- [FRAGMENTO CITADO]

¿Acaso ha dejado de importarnos el ancestral asunto de la eternidad?
(Noméling. "Al filo de la eternidad")
Ya sabemos que vivimos un tiempo tremendamente convulso y espantoso. Tanto es así que, a poco que nos detuviéramos y tanteáramos con empeño a nuestro alrededor podríamos quedarnos realmente pasmados contemplando alguna de las infinitas ferocidades que nos asisten un día sí y otro también. Tal vez por eso ni nos detenemos y ni siquiera miramos a nuestro amenazante entorno. La aceleración, por paradójico que pudiera parecernos, es un auténtico seguro contra el vértigo social que nos circunda. Correr parece que se impone como algo necesario; qué digo necesario: como imperativo para la subsistencia. La velocidad es nuestro redentor amable.

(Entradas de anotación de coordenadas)

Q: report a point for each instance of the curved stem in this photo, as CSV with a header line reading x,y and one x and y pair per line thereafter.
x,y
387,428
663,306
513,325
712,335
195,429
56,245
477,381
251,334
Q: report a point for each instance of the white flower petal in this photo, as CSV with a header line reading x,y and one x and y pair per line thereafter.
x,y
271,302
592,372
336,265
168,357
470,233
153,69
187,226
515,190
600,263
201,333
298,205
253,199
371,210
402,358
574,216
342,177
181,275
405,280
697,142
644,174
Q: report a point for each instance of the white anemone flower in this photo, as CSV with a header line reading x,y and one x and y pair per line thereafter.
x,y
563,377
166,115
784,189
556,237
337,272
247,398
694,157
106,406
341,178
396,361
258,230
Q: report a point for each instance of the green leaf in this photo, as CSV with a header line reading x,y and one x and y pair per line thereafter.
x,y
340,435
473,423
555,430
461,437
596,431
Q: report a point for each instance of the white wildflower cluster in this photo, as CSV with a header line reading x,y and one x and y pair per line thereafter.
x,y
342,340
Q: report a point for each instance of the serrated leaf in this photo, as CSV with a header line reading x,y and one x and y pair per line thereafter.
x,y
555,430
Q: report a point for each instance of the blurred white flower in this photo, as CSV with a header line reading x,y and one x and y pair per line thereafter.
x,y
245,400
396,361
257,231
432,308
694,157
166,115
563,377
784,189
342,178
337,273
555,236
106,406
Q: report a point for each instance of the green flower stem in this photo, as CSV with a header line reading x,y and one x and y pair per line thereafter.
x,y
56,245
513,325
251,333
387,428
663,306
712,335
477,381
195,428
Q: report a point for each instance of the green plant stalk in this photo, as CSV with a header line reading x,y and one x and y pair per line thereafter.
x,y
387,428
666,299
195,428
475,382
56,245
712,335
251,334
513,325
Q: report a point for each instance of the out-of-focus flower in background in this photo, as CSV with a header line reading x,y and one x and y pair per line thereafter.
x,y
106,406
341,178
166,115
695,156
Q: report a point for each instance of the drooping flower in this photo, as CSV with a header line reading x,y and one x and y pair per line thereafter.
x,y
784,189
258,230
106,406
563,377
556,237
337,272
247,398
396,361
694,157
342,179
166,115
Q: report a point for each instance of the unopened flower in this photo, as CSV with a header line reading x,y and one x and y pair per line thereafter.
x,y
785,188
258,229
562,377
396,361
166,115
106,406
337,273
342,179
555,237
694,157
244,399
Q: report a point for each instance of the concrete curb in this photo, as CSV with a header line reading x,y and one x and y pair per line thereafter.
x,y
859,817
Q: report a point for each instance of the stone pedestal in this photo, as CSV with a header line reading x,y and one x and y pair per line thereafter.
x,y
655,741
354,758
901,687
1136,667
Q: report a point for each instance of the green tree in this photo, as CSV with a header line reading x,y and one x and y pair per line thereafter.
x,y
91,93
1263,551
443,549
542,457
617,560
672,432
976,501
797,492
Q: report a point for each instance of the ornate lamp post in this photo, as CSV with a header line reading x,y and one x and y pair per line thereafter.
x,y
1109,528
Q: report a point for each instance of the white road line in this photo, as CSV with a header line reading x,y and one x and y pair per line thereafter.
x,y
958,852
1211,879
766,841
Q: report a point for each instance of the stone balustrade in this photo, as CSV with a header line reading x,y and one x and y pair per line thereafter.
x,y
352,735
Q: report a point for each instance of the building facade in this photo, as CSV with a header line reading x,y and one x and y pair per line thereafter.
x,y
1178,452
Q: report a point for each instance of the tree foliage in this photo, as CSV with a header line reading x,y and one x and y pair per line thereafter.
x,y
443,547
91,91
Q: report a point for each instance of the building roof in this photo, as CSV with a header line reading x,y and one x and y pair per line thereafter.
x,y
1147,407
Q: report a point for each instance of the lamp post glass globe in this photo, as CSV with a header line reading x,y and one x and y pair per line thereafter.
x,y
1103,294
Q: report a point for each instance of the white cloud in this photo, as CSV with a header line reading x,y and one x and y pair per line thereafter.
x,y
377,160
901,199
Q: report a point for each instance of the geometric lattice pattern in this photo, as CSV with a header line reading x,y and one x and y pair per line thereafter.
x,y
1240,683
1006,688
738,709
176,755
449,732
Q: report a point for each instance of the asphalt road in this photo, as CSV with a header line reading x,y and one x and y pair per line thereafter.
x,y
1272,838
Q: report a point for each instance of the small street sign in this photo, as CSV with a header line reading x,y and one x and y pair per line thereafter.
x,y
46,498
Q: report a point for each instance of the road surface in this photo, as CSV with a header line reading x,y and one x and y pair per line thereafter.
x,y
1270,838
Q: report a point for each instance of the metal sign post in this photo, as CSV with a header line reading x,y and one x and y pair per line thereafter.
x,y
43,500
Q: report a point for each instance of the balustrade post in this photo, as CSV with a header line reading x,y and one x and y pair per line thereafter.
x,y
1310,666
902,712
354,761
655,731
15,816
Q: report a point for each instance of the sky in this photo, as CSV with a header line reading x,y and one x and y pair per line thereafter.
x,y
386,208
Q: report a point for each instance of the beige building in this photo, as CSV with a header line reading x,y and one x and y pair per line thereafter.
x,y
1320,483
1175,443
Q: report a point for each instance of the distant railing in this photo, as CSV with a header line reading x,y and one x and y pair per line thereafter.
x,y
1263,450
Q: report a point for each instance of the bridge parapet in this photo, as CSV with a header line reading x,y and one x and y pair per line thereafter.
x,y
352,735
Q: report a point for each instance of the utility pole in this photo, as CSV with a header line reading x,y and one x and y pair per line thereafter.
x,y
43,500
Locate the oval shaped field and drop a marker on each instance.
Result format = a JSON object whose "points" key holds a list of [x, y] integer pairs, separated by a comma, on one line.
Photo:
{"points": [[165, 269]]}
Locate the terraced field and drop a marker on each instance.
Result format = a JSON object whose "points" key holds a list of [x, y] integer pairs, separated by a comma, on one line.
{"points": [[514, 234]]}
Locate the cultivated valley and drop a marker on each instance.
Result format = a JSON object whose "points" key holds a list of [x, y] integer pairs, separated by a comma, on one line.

- [ENUNCIADO DE LA TAREA]
Escribe la continuación del fragmento sobre la eternidad y la velocidad, a partir de su última oración.

- [RESPUESTA DEL EJERCICIO]
Pero también lo es la ceguera; su copiloto en este atolondrado rally. Ante el artesonado profuso de la atrocidad, entornar la mirada, otear de soslayo, mariposear con la vista sobre el surtido de miserias a la venta, abrir los ojos como platos y cerrarlos un instante después, es un práctico y apaciguador recurso. Es una fórmula eficaz contra el diluvial espanto dominante, ya que si lo dejamos jarrear a sus anchas, podría calarnos hasta los mismos huesos, y eso nos resultaría palmariamente incómodo. Hemos aprendido a sobrevivir bañándonos entre las aguas tibias que nos facilitan inventos tales como las ONGs. Así la clemencia desde el sofá apacible de nuestro salón nos reconforta y deja bien tonificados durante algunos meses. La tragedia ajena vista a través del monóculo rosado de la caridad es, a todas luces, otra cosa; dónde va a parar.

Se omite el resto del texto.